Instructions for the task =>
Quote every line below exactly as it reads.

Records supplied =>
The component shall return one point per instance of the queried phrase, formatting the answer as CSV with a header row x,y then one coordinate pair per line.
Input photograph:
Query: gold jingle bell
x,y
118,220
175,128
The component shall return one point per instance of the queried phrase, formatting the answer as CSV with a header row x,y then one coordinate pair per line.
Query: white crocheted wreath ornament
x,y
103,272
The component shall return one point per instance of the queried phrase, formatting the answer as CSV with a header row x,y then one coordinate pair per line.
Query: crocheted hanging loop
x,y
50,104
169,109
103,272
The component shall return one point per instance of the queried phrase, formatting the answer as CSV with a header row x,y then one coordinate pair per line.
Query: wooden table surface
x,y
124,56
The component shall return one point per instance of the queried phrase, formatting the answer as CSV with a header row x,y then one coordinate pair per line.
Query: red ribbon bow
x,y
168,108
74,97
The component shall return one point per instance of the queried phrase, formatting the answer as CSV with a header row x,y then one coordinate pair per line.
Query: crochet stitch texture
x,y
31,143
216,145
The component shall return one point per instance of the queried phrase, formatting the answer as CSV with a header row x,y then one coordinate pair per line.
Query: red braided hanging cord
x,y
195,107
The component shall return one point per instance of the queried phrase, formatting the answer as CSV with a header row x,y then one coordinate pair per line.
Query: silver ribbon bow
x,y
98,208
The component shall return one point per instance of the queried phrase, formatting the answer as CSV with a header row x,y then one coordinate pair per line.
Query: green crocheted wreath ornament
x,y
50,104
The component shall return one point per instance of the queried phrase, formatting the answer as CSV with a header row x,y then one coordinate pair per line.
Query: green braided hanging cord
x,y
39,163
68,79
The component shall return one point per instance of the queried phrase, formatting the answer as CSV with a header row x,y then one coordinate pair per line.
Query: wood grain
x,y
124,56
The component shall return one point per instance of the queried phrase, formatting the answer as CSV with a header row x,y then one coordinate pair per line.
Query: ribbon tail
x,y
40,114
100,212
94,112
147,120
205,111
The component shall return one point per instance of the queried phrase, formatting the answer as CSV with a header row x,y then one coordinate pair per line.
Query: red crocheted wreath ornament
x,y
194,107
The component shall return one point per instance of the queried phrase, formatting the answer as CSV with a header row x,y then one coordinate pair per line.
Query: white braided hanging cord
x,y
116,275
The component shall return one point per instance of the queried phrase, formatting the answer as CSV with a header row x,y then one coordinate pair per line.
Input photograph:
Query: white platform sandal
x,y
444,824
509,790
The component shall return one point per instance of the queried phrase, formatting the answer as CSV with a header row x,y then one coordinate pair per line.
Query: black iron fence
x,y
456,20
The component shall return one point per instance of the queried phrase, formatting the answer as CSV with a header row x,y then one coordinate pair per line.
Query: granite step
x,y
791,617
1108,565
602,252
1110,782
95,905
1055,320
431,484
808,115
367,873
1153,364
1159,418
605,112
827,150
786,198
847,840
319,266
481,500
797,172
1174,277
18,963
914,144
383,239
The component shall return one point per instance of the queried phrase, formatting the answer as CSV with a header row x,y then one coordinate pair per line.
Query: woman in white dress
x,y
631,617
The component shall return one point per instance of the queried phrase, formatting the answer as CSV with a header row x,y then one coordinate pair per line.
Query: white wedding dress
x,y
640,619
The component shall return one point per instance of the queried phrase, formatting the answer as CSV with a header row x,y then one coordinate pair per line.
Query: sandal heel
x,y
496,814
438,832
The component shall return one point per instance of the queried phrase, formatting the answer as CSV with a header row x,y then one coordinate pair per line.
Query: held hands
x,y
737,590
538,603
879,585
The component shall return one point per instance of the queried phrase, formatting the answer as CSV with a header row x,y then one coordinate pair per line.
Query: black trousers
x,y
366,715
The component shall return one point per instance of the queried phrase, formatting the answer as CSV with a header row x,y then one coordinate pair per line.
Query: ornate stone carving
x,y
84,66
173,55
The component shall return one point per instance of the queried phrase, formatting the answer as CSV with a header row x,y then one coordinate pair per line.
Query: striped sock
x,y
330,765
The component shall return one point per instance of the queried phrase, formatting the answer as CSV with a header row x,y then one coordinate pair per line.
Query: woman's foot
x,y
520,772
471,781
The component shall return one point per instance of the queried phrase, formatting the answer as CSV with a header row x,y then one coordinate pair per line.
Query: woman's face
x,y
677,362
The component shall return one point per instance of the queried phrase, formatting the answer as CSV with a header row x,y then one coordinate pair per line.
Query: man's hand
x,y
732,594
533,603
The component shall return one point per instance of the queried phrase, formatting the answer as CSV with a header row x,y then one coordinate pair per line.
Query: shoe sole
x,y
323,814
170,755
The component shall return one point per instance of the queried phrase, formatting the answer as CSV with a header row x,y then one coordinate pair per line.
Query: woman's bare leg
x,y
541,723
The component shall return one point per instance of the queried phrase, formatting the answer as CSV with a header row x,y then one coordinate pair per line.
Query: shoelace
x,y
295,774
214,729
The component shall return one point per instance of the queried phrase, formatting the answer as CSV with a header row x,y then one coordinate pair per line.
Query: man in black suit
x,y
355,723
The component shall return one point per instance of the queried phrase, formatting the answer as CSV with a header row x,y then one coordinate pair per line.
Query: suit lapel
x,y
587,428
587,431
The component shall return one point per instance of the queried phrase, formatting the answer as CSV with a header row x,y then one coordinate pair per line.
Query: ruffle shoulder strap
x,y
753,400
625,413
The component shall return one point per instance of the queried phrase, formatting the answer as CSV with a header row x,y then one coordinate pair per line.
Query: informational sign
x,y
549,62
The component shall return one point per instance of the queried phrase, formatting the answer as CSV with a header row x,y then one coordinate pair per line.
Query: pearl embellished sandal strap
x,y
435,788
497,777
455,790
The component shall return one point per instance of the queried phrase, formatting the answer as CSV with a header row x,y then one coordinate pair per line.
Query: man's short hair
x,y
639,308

Result =>
The component shall return one point per instance of the queried phrase, formatting the answer as CSV with a header row x,y then one coordinate pair per line.
Input photograph:
Query: gold jingle bell
x,y
118,220
175,128
The component shall return one point per instance of the queried phrase, formatting the answer as CSV with a header row x,y then one coordinate pair per line.
Query: white crocheted wreath ornament
x,y
103,272
The component shall return one point per instance of the queried phrase, formatting the answer as CSV with a header row x,y then one coordinate pair per line.
Query: crocheted hanging loop
x,y
50,104
169,109
103,272
The component shall return one point per instance of the queried phrase, formatting the answer as CSV with a header row x,y then one coordinate pair per line.
Query: wooden table surface
x,y
124,56
The component shall return one point per instance of the queried phrase, formatting the answer as CSV with a header row x,y then one coordinate pair per line.
Query: red ribbon bow
x,y
168,108
74,97
The component shall return one point per instance of the queried phrase, formatting the answer as CSV with a header row x,y then one coordinate pair per line.
Query: crochet stitch texture
x,y
31,143
216,145
The component shall return one point per instance of the queried phrase, formatting the answer as CSV with a header row x,y then one coordinate pair per line.
Query: red braided hanging cord
x,y
195,107
The component shall return one point per instance of the queried phrase, formatting the answer as CSV with a header row x,y then one coordinate pair per line.
Query: silver ribbon bow
x,y
98,208
The component shall return one point per instance of the queried phrase, formatting the answer as CSV with a header row x,y then one coordinate pair per line.
Query: green crocheted wreath ornament
x,y
50,104
The component shall return one point per instance of the queried phrase, formatting the answer as CSV with a header row x,y then one coordinate pair per line.
Query: green braided hanging cord
x,y
39,163
68,79
The component shall return one point per instance of the queried phrase, formatting the answer as CSV with a header row x,y then one coordinate pair per line.
Query: wood grain
x,y
124,56
The component shall return one point per instance of the queried phrase, formatting the answer as CSV with a header row x,y then one coordinate pair per line.
Query: ribbon tail
x,y
40,114
100,212
94,112
147,120
205,111
The component shall return one point per instance of the queried phrase, formatting the answer as CSV with a header row x,y then one coordinate pair per line.
Query: red crocheted wreath ornament
x,y
194,107
The component shall return one point per instance of the queried phrase, formatting the answer as CSV with a header row x,y then one coordinate pair per line.
Query: white braided hanging cord
x,y
116,275
The component shall return one point per instance of the queried phrase, formatting the answer as CSV with a header row x,y then one coordinate pair per line.
Input photograph:
Query: white platform sandal
x,y
444,824
509,790
The component shall return one point per instance of the queried phrase, formatting the answer as CSV with a header row x,y then one coordinate pair per line.
Query: black iron fence
x,y
456,20
The component shall return one point per instance of the queried phrase, formatting the answer as CSV with a header row x,y then one coordinate pair per line.
Query: granite step
x,y
791,617
1108,565
602,252
1110,782
95,905
1055,320
431,484
808,115
367,873
1153,364
1159,418
605,112
827,150
786,198
847,840
319,266
481,500
797,172
1174,277
18,963
914,144
383,239
The component shall return one point per instance of the queried phrase, formatting the answer as CSV with a header row x,y then one coordinate pair per line.
Query: woman in white dress
x,y
631,617
The component shall return one point per instance of the queried phrase, formatting the answer as CSV with a header row x,y then one coordinate pair per line.
Query: white wedding dress
x,y
640,619
The component shall return one point per instance of the queried phrase, formatting the answer as CSV with a header row x,y then one coordinate pair per line.
Query: sandal heel
x,y
496,814
438,832
The component shall return one point per instance of the queried phrase, formatting the answer as CSV with a header row x,y then one coordinate pair per line.
Query: held hands
x,y
737,590
538,603
879,585
The component shall return one point per instance of the queried phrase, formatting the answer as CSV with a header row x,y then one coordinate pair per line.
Query: black trousers
x,y
366,715
The component shall return one point per instance of the queried phrase, formatting the answer as CSV with a header row x,y then one coordinate pair per line.
Query: ornate stone carving
x,y
84,66
173,55
The component shall return one point per instance of the queried phrase, formatting the answer as CSV with a header row x,y then one coordinate pair per line.
Query: striped sock
x,y
330,765
The component shall return one point per instance of the queried phrase, formatting the answer as CSV with a header row x,y then one coordinate pair per line.
Query: woman's foot
x,y
520,772
471,781
The component shall return one point per instance of the queried phrase, formatting the answer as CSV with a header row x,y then one coordinate pair per line.
Query: woman's face
x,y
677,362
The component shall return one point per instance of the queried phrase, formatting the answer as CSV with a header row x,y then one coordinate pair per line.
Query: man's hand
x,y
732,594
533,603
The component shall return one point per instance of the queried phrase, formatting the answer as CSV with a header row x,y then one coordinate pair per line.
Query: shoe sole
x,y
323,814
170,755
The component shall return one point per instance of the queried phrase, formatting the answer as CSV with a header row x,y then one coordinate pair per line.
Query: woman's bare leg
x,y
541,723
The component shall return one point per instance of the queried phrase, formatting the answer as CSV with a header row x,y then one coordinate pair per line.
Query: shoelace
x,y
295,774
214,729
The component shall return one point per instance of the queried phrase, formatting the answer as CSV with a header row x,y then one coordinate pair per line.
Query: man in black suit
x,y
355,723
The component shall return one point per instance of the queried phrase, formatting the answer as CSV with a header row x,y then one coordinate pair per line.
Query: suit lapel
x,y
587,428
587,431
The component shall return one point per instance of the queried phrase, formatting the answer as CSV with a header row x,y then one coordinate pair per line.
Query: ruffle shoulder strap
x,y
753,400
625,413
The component shall return one point per instance of the queried phrase, formatting the answer as CSV with a header row x,y then one coordinate pair per line.
Query: informational sign
x,y
549,62
The component shall return one point per instance of the queried phrase, formatting the answer as CSV with a header row x,y then one coordinate pair per line.
Query: pearl embellished sandal strap
x,y
435,788
497,777
455,790
The component shall return one point per instance of the queried phrase, formatting the answer as CSV with a header row x,y then one coordinate pair per line.
Query: man's short hair
x,y
639,308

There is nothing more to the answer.